— Data listing —
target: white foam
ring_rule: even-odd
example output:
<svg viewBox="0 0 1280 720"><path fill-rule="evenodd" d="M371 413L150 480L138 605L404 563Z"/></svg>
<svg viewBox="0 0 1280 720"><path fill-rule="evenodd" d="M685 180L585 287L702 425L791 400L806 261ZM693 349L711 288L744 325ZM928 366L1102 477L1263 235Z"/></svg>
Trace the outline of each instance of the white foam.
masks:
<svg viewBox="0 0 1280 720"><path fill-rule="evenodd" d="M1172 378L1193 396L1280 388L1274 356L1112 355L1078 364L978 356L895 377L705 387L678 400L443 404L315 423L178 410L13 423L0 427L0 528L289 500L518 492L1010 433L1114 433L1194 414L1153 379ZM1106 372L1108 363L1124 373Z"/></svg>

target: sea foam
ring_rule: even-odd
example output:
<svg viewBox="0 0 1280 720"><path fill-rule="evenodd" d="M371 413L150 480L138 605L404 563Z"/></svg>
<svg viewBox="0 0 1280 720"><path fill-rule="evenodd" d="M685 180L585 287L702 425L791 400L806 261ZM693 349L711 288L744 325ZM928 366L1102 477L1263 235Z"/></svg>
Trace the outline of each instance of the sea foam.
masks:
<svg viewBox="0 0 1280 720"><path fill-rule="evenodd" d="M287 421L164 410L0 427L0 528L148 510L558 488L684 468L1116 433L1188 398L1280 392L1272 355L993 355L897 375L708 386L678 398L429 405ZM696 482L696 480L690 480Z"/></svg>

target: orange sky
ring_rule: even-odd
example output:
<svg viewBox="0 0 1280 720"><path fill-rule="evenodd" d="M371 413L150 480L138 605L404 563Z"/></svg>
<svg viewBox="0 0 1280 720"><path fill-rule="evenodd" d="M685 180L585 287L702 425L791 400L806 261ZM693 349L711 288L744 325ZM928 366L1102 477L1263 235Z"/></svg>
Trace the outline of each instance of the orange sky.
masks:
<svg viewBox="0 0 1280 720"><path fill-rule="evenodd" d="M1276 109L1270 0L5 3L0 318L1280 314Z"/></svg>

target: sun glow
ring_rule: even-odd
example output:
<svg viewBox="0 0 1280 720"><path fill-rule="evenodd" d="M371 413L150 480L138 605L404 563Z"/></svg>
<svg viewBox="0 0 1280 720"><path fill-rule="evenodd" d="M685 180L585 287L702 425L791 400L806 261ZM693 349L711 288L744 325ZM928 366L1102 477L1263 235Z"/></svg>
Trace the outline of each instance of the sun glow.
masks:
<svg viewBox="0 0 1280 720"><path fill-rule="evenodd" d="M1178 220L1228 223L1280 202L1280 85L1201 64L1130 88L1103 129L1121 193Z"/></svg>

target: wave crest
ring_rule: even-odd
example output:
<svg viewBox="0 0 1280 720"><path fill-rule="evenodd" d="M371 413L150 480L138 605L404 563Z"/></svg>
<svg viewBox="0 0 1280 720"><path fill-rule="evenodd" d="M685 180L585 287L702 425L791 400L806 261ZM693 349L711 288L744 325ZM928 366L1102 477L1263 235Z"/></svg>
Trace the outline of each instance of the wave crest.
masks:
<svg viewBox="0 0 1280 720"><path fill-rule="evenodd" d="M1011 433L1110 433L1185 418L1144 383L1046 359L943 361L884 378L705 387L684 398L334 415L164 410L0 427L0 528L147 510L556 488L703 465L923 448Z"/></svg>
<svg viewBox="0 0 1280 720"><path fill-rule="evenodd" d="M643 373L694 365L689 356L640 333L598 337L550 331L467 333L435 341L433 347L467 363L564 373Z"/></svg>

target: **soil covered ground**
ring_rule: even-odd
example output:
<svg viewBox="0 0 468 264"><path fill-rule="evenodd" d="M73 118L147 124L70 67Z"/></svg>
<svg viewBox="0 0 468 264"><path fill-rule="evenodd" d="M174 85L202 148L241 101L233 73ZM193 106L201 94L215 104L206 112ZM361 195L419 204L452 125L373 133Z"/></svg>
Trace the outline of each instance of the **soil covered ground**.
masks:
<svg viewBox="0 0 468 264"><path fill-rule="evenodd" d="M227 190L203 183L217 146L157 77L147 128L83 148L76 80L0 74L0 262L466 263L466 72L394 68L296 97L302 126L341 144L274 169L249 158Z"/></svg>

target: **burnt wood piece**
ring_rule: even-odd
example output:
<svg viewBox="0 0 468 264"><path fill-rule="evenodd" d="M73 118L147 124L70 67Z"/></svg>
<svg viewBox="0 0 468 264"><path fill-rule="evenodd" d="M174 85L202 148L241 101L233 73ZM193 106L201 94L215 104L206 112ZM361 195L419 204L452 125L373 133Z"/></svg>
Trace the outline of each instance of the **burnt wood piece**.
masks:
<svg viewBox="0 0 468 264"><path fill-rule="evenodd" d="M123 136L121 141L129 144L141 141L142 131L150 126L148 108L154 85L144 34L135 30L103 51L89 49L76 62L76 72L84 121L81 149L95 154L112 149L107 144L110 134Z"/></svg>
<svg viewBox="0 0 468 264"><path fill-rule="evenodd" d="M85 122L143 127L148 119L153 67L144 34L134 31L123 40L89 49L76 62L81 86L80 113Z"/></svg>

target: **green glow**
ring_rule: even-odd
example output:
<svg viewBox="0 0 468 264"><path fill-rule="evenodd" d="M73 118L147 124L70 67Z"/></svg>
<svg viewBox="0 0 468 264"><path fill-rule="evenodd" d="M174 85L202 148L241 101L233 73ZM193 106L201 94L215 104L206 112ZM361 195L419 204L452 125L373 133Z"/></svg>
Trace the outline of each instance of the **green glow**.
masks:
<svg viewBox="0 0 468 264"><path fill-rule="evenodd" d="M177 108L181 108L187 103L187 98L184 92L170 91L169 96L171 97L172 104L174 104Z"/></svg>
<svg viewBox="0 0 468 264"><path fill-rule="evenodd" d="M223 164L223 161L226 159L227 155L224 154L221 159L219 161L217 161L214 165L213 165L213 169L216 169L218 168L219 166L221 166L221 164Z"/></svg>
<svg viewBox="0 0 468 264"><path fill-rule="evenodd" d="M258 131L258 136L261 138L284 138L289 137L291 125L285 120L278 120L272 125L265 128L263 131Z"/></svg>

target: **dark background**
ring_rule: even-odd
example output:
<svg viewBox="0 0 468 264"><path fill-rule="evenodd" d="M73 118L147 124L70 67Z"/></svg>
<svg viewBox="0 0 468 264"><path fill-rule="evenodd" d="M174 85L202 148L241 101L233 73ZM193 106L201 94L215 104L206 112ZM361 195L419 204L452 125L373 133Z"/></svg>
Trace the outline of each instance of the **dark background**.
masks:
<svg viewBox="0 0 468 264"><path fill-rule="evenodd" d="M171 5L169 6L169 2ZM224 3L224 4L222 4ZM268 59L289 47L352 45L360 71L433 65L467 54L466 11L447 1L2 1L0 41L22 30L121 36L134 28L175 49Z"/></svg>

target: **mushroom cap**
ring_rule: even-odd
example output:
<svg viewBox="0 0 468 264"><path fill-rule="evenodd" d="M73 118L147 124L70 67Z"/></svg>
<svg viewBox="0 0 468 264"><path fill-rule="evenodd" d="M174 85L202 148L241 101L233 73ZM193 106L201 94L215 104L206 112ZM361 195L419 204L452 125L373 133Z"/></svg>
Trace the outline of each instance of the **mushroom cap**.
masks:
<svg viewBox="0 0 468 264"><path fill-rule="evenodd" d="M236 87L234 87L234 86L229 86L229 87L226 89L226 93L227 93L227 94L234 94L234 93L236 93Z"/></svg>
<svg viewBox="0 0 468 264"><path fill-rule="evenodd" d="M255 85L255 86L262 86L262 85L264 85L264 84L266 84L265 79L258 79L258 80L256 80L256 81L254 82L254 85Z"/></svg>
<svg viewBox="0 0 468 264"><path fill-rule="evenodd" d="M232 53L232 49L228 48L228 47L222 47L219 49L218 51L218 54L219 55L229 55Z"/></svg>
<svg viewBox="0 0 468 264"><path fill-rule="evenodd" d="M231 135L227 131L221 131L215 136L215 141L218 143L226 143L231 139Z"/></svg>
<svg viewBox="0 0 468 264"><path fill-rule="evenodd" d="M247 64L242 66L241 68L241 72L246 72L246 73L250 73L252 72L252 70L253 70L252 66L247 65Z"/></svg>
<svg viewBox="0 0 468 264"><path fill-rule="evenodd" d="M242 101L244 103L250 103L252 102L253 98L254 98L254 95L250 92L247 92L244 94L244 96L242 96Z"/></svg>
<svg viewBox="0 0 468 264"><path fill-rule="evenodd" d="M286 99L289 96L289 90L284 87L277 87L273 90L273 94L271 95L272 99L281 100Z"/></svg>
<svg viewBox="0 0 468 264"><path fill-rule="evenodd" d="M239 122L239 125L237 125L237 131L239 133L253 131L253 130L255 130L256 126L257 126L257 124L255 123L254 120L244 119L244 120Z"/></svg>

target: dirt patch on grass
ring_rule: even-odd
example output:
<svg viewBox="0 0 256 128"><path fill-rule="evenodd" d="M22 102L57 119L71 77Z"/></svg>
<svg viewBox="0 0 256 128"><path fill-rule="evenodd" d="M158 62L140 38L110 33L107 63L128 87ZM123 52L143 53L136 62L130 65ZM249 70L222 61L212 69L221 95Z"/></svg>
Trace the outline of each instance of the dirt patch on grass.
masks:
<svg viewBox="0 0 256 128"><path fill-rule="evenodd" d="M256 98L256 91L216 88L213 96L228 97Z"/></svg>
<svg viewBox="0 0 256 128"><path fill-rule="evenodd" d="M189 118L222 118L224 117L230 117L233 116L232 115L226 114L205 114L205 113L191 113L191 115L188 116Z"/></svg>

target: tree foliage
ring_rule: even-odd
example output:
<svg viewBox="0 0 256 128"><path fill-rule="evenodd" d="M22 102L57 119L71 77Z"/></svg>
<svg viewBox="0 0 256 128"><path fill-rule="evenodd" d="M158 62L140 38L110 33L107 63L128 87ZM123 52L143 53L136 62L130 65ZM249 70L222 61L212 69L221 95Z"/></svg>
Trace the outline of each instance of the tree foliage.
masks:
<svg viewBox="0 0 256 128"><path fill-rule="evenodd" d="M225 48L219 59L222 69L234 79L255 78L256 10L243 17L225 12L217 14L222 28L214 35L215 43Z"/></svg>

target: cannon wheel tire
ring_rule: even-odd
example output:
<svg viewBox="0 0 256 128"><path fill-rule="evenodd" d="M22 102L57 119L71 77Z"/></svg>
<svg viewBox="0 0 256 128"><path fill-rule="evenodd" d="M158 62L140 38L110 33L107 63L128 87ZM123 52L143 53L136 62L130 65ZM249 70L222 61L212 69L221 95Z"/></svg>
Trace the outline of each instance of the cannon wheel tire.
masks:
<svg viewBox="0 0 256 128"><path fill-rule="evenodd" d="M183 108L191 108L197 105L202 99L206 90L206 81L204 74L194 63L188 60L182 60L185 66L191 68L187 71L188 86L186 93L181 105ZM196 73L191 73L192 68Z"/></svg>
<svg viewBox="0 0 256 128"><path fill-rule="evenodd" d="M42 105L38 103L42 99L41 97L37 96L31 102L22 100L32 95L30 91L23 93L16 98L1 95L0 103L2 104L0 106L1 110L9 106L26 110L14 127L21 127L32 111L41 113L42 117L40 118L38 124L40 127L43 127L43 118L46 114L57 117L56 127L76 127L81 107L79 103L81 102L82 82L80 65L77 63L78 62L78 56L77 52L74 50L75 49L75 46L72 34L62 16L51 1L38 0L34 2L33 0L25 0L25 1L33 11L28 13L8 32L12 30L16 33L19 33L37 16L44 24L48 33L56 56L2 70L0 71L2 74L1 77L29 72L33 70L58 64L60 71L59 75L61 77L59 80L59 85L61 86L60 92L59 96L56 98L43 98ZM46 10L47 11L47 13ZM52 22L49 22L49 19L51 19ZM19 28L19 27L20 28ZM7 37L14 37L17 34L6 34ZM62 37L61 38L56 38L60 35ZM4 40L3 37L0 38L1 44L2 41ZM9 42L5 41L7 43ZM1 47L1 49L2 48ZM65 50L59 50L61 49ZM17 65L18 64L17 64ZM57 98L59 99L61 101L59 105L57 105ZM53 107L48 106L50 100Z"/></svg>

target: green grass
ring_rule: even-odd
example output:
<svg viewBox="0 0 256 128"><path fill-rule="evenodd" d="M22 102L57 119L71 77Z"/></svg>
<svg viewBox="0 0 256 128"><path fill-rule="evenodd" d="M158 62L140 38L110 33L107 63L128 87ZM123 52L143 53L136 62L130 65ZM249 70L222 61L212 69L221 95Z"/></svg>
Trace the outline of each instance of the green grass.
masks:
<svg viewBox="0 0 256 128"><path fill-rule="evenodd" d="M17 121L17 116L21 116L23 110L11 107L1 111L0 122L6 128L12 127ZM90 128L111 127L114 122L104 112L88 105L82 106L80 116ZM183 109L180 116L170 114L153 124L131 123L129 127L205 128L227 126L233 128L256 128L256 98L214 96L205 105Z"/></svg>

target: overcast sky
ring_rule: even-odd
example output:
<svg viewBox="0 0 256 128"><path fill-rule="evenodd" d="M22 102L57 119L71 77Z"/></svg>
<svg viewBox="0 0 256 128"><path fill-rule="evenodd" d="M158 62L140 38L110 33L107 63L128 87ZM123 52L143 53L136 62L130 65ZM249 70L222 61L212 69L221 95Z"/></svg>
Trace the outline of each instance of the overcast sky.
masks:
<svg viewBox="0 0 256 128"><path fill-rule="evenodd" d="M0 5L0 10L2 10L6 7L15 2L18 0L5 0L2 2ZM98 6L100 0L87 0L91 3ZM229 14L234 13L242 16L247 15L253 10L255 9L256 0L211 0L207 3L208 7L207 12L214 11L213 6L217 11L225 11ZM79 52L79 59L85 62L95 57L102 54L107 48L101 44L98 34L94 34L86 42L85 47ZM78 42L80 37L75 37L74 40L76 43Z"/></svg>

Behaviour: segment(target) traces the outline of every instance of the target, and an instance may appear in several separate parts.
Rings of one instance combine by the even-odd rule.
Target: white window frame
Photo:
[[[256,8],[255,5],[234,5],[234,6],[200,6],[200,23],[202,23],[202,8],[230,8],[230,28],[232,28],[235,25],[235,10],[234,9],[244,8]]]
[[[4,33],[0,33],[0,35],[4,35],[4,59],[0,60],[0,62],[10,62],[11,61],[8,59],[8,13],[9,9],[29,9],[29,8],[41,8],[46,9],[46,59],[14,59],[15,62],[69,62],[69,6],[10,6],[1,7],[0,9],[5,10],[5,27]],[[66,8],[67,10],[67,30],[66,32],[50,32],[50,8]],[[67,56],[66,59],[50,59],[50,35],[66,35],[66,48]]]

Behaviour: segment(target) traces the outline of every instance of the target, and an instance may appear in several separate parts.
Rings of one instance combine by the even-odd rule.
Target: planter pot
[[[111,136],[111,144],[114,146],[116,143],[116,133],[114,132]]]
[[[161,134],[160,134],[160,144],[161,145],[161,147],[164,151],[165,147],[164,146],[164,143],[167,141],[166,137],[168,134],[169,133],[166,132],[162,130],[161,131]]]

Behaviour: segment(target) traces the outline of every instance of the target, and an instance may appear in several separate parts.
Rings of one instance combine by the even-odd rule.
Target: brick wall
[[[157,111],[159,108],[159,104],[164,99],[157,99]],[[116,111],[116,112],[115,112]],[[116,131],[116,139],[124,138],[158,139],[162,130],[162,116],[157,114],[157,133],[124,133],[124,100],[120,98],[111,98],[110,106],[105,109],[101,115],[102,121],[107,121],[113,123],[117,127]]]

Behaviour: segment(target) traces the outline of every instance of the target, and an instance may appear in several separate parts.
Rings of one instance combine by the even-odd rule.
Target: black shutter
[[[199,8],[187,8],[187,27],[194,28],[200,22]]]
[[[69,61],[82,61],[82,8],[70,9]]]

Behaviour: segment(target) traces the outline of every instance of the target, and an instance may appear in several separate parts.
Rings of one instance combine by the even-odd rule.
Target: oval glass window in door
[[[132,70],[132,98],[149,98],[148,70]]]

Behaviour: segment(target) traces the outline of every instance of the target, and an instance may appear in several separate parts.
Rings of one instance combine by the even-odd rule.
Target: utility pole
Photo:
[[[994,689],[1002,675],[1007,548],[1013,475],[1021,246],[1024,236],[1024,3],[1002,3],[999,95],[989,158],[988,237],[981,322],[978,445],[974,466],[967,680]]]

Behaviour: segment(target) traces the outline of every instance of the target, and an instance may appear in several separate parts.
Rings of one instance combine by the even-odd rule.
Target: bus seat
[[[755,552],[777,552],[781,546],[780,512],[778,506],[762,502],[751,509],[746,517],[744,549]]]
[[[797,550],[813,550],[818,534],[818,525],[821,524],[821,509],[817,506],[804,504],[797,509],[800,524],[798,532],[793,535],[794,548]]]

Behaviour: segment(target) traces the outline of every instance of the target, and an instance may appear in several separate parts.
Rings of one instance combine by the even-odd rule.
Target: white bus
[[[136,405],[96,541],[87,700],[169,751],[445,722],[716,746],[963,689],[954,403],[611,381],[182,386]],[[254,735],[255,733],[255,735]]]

— To be done —
Report every line that contains the word "green", matching its case exactly.

— The output —
target: **green glow**
Trace the outline of each instance of the **green glow**.
target: green grass
Trace the outline of each instance of the green grass.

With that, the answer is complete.